#### What you should do:
Reproduce the entire listing below word for word, omitting the picture.

######

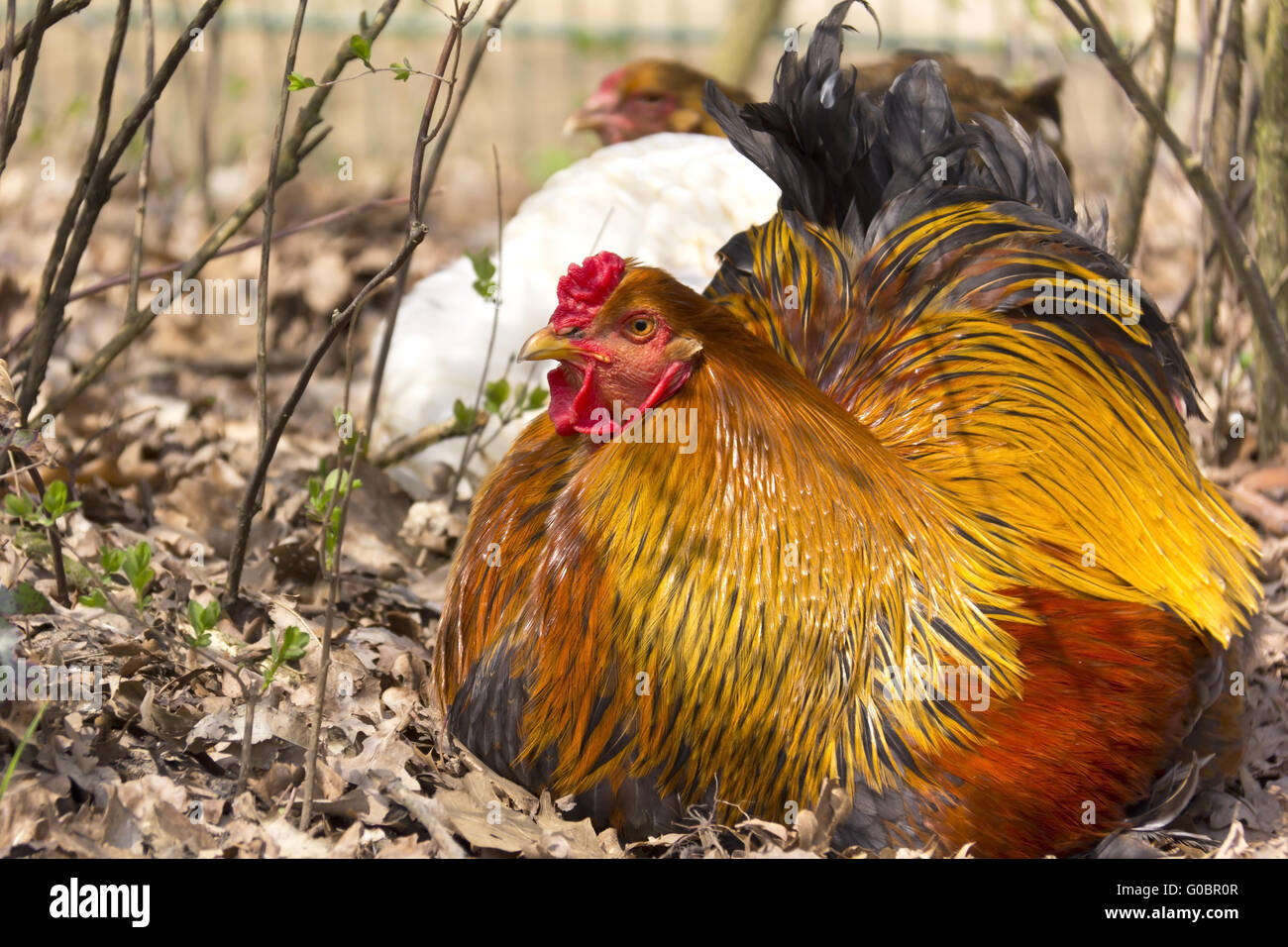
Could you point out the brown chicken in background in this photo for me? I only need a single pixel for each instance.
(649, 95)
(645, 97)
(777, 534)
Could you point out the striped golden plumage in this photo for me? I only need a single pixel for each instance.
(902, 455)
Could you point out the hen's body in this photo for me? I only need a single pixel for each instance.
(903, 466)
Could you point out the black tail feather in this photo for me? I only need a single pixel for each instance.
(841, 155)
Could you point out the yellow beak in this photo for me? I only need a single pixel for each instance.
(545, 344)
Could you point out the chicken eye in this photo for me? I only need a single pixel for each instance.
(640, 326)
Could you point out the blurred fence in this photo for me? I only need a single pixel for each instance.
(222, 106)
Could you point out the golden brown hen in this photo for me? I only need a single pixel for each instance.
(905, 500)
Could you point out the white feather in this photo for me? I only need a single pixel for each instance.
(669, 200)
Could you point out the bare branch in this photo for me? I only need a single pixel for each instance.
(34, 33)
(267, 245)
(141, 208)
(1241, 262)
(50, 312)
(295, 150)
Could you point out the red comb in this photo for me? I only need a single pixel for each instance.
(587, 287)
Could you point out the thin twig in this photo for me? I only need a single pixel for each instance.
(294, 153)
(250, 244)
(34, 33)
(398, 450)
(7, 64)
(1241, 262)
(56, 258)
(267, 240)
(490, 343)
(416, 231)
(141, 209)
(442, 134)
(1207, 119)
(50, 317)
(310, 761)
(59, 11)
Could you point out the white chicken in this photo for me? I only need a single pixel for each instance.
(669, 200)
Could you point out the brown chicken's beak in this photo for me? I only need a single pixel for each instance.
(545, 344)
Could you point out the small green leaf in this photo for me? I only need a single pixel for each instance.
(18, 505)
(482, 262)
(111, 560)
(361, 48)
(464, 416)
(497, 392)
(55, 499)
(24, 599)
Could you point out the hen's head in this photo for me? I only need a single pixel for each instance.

######

#### Solved exercise:
Could you point out the brown chicken in background in this photo for me? I only need a single pixel for each instance.
(649, 95)
(645, 97)
(777, 534)
Could you point out the striped golden plumage in this photo for me? I only need a single pixel for each instance.
(902, 455)
Could you point out the hen's body in this photo for me? I only need a single pixel for each instance.
(903, 466)
Could you point out the black tail feather in this photo for me? I only need a single pixel for each instance.
(841, 155)
Could you point out the yellow beak in this photo for me? I only need a single pixel for each instance.
(545, 344)
Could you point out the chicken eye in this photo for me? I only need a single pixel for each instance.
(640, 326)
Could you point out the blurred fence in this photo for me? I only need a single pixel for each instance.
(222, 106)
Could you point out the golden brown hen in this photo for me? I only need a single pixel for each instance.
(905, 500)
Could you point out the white feather in this photo for me? I only need a single pixel for each instance.
(669, 200)
Could you point out the bare branch in this photo for me? I only need a single pixel for each instance.
(34, 33)
(267, 245)
(141, 208)
(1241, 262)
(50, 312)
(295, 150)
Could you point out the red comb in this photo for me? I only need a single pixel for each instance.
(587, 287)
Could you point out the thin twig in this photo for me? I only need a single pixel for each instance.
(294, 153)
(250, 244)
(34, 33)
(398, 450)
(7, 64)
(1241, 262)
(56, 258)
(267, 240)
(490, 343)
(416, 231)
(141, 209)
(442, 134)
(1207, 119)
(50, 317)
(310, 761)
(59, 11)
Could you point out the white chicken in this photo for me? I only need a single pixel for each instance.
(669, 200)
Could you point out the brown chicken's beak in this photo for me? I only need a single pixel for each instance.
(545, 344)
Could you point out the small green leaf in this photo for me? I only need a single pixel for each instance.
(18, 505)
(482, 262)
(111, 560)
(361, 48)
(464, 416)
(497, 392)
(55, 499)
(24, 599)
Could you point out the hen's head in this photo for me? I only need a single pixel for each instance.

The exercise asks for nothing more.